Top of DATA TO PROCESS
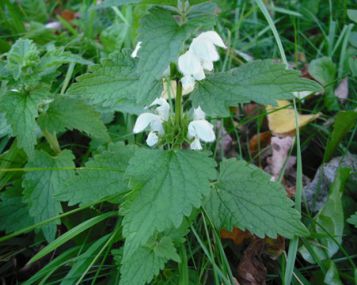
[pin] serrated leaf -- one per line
(42, 182)
(23, 56)
(162, 40)
(246, 198)
(66, 113)
(54, 58)
(166, 185)
(14, 212)
(102, 176)
(21, 113)
(261, 81)
(108, 84)
(353, 219)
(146, 262)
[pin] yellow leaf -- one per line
(282, 120)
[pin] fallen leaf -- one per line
(282, 120)
(236, 235)
(262, 139)
(251, 269)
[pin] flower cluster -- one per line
(199, 57)
(200, 130)
(192, 64)
(153, 121)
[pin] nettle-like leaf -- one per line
(44, 179)
(162, 40)
(102, 176)
(166, 185)
(21, 113)
(14, 212)
(109, 84)
(246, 198)
(353, 219)
(22, 56)
(146, 261)
(261, 81)
(66, 113)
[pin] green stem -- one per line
(52, 141)
(178, 103)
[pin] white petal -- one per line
(189, 64)
(188, 82)
(201, 129)
(136, 49)
(199, 75)
(196, 145)
(213, 37)
(152, 139)
(198, 114)
(164, 108)
(204, 49)
(302, 94)
(207, 65)
(143, 121)
(156, 125)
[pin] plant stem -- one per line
(178, 103)
(52, 141)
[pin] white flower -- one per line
Bottom of DATA TO PROCESS
◆ YOUR ASSIGNMENT ◆
From the line holding "[pin] yellow leaf -- one per line" down to the last line of the records above, restate each line exactly as written.

◆ ANSWER BOX ◆
[pin] yellow leaf -- one per line
(282, 120)
[pin] fallen leaf -- one per line
(282, 120)
(236, 235)
(262, 139)
(251, 269)
[pin] flower cluster -- one per line
(199, 57)
(200, 130)
(192, 64)
(153, 121)
[pin] nettle-like leaf -- one per line
(44, 179)
(162, 40)
(102, 176)
(166, 185)
(21, 113)
(14, 212)
(109, 84)
(246, 198)
(353, 219)
(22, 56)
(146, 261)
(261, 81)
(66, 113)
[pin] green stem -- one per line
(52, 141)
(178, 103)
[pin] white petal -- one per line
(189, 64)
(188, 82)
(201, 129)
(136, 49)
(199, 75)
(196, 145)
(213, 37)
(152, 139)
(198, 114)
(164, 108)
(204, 49)
(302, 94)
(207, 65)
(143, 121)
(156, 125)
[pin] plant stem -- one per line
(178, 103)
(52, 141)
[pin] white flower -- one per line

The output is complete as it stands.